• **Wat nodig is**
Beantwoord de volgende vragen over de tekst over het progressieve boetestelsel.
(a) Met welke partijen heeft het departement het onderzoek naar een progressief boetestelsel gedaan?
(b) Tot wat voor afdoening leidt een progressief stelsel volgens het onderzoek?
(c) In welk kwartaal van welk jaar brengt het OM zijn advies uit?

• **Geëxtraheerde tekst**
Progressief boetestelsel

Mijn departement heeft samen met OM, politie, rechtspraak en andere ketenpartners onderzoek gedaan naar de mogelijkheden voor het invoeren van een progressief boetestelsel. Uit dit onderzoek blijkt dat de houdbaarheid van het systeem van de Wet administratiefrechtelijke handhaving verkeersvoorschriften (Wahv) door een progressief boetestelsel onder druk kan komen te staan en dat een progressief stelsel tot een minder efficiënte afdoening leidt. Zoals ik reeds aan uw Kamer heb gemeld, wordt daarom nu niet gekozen voor een progressief boetestelsel in de Wahv. In plaats daarvan kijk ik naar alternatieven voor het aanpassen van het boetestelsel waarbij recht wordt gedaan aan het uitgangspunt in het Regeerakkoord, maar waarbij tevens de effectiviteit en efficiëntie van de Wahv in stand blijven. Ik heb het OM gevraagd mij hierover te adviseren. Het OM zal zijn advies in het eerste kwartaal van 2020 uitbrengen. Ik zal uw Kamer zo spoedig mogelijk na ontvangst van dit advies nader informeren.

• **Te onderzoeken gegevens**
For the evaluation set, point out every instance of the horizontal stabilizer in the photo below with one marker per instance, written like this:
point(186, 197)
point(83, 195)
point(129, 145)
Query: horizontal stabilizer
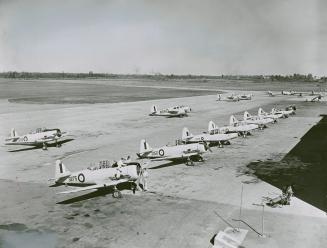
point(95, 187)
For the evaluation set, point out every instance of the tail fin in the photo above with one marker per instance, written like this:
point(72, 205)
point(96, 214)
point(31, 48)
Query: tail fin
point(232, 120)
point(186, 134)
point(153, 109)
point(246, 115)
point(261, 112)
point(144, 146)
point(211, 127)
point(13, 133)
point(61, 170)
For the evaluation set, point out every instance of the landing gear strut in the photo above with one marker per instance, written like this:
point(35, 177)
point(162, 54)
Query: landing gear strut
point(189, 162)
point(116, 193)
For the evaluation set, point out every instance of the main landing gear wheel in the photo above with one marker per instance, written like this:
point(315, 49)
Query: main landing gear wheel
point(189, 162)
point(117, 194)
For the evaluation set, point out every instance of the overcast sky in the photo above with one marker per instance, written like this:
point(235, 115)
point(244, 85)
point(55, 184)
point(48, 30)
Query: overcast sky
point(181, 37)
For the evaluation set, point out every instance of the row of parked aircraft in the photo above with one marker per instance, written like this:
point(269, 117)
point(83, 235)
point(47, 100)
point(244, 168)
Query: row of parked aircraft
point(234, 97)
point(127, 174)
point(176, 111)
point(315, 96)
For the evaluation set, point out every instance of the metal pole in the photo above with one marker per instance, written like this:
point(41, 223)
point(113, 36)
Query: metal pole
point(262, 216)
point(239, 226)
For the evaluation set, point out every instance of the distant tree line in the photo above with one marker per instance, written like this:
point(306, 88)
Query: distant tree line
point(294, 77)
point(158, 76)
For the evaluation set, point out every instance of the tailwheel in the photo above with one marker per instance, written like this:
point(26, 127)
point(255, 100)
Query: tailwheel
point(117, 194)
point(44, 147)
point(133, 187)
point(189, 162)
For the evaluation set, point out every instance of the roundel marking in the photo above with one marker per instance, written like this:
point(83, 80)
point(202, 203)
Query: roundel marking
point(161, 152)
point(81, 178)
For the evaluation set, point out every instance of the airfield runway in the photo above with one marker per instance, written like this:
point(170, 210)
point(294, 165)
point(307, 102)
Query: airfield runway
point(178, 210)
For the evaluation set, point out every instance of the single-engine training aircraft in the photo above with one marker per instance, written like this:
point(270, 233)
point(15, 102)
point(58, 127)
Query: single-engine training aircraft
point(275, 116)
point(97, 178)
point(208, 138)
point(235, 126)
point(290, 110)
point(39, 137)
point(245, 97)
point(178, 111)
point(175, 153)
point(261, 122)
point(230, 98)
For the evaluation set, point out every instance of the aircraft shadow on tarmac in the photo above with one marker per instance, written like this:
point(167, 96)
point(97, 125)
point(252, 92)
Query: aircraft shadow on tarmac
point(40, 146)
point(98, 193)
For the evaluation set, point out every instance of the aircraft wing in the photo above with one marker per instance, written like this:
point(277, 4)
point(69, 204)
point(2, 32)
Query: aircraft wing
point(96, 186)
point(179, 157)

• **Resultaat voor opdracht**
(a) Het departement heeft het onderzoek gedaan samen met het OM, de politie, de rechtspraak en andere ketenpartners.
(b) Een progressief stelsel leidt tot een minder efficiënte afdoening.
(c) Het OM brengt zijn advies uit in het eerste kwartaal van 2020.